**What is needed**
Starting at the line that contains "look for baseboard." and ending at the final line of the records, output those lines alone as a Markdown table with the columns Row and Line, skipping any blank lines.
## start
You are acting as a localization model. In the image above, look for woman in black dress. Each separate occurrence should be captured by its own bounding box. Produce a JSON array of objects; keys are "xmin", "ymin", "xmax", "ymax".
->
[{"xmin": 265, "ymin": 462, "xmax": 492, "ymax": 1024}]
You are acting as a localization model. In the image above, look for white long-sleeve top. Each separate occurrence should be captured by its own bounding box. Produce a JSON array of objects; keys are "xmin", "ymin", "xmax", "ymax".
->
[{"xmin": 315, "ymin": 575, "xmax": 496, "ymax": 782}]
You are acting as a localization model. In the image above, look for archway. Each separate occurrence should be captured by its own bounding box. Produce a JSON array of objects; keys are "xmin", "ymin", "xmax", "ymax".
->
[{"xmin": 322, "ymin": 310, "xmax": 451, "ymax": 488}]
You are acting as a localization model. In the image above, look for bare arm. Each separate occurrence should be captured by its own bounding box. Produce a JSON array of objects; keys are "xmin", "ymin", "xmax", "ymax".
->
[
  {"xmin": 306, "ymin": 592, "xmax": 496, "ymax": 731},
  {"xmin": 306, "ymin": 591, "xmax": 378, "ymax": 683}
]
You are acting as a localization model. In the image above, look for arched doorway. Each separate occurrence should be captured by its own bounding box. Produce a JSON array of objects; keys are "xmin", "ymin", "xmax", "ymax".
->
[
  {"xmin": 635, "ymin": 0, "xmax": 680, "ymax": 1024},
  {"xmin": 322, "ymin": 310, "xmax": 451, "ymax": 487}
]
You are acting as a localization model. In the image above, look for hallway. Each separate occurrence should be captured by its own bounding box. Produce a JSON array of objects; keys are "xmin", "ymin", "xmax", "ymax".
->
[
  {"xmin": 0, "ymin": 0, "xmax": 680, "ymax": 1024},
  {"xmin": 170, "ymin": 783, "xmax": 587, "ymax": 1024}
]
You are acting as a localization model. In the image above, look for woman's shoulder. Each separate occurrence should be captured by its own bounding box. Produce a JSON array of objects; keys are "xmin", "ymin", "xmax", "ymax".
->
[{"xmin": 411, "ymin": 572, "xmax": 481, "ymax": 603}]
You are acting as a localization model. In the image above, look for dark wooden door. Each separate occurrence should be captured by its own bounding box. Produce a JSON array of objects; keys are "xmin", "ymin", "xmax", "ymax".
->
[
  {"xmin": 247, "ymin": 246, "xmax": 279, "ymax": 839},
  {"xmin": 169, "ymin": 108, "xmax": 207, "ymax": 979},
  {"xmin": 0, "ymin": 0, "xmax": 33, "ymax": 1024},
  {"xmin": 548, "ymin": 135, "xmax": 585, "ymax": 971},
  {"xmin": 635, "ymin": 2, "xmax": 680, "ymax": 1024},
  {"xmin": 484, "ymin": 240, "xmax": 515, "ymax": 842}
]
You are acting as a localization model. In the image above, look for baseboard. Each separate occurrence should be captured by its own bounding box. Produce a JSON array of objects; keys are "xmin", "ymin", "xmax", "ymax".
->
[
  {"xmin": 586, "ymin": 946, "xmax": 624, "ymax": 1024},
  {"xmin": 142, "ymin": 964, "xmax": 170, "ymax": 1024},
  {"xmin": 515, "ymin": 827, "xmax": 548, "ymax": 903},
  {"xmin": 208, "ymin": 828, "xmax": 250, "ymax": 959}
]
## end
**Result of this task**
| Row | Line |
|---|---|
| 1 | You are acting as a localization model. In the image above, look for baseboard. Each separate occurrence should be captured by its own bounding box. Produce a JSON array of objects; keys are "xmin", "ymin", "xmax", "ymax". |
| 2 | -> |
| 3 | [ |
| 4 |   {"xmin": 586, "ymin": 946, "xmax": 624, "ymax": 1024}, |
| 5 |   {"xmin": 142, "ymin": 964, "xmax": 170, "ymax": 1024}, |
| 6 |   {"xmin": 515, "ymin": 827, "xmax": 548, "ymax": 903}, |
| 7 |   {"xmin": 208, "ymin": 828, "xmax": 250, "ymax": 959} |
| 8 | ] |